**Source material**.
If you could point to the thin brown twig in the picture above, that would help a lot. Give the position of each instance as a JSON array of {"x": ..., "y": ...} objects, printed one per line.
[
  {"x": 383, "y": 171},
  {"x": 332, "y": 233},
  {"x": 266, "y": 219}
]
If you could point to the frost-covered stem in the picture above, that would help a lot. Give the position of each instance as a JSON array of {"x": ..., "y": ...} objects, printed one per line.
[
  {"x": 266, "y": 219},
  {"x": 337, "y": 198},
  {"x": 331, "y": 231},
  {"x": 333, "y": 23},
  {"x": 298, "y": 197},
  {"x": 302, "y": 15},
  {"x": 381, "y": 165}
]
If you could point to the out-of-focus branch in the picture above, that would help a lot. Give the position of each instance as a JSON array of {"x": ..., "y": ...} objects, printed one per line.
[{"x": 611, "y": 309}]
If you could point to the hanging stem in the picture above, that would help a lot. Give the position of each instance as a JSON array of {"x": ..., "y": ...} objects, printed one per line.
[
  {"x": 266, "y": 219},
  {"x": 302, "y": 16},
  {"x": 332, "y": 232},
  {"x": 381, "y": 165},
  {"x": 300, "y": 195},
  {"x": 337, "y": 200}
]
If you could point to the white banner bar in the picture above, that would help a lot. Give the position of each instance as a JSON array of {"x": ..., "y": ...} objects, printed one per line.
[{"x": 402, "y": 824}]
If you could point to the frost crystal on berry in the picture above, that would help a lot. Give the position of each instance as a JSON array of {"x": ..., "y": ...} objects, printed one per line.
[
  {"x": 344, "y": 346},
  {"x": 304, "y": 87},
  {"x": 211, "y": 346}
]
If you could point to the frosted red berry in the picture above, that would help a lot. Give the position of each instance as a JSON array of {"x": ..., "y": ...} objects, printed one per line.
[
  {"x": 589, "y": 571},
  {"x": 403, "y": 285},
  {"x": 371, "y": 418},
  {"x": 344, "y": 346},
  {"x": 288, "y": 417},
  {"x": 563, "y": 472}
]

**Problem to solve**.
Reproduce the part of the records above that opens with the line containing "If you could point to the frost crystal" and runs through the end of the records, requests included, resizing every x and y coordinate in the answers by multiplying it by 0.25 and rounding to a whole number, with halves rounded up.

**Full output**.
If you could point to the frost crystal on berry in the picture above, that would help a lot. Give the position of each instance as a JSON array of {"x": ..., "y": ...} objects, printed one per line.
[
  {"x": 86, "y": 87},
  {"x": 76, "y": 22},
  {"x": 53, "y": 87}
]
If you could point to the frosted red berry in the picture above, that would help a lot. Give the position of each instance as a JSON array of {"x": ..., "y": ...} objects, printed one per line.
[
  {"x": 147, "y": 143},
  {"x": 101, "y": 71},
  {"x": 93, "y": 105},
  {"x": 86, "y": 87},
  {"x": 72, "y": 104},
  {"x": 141, "y": 118}
]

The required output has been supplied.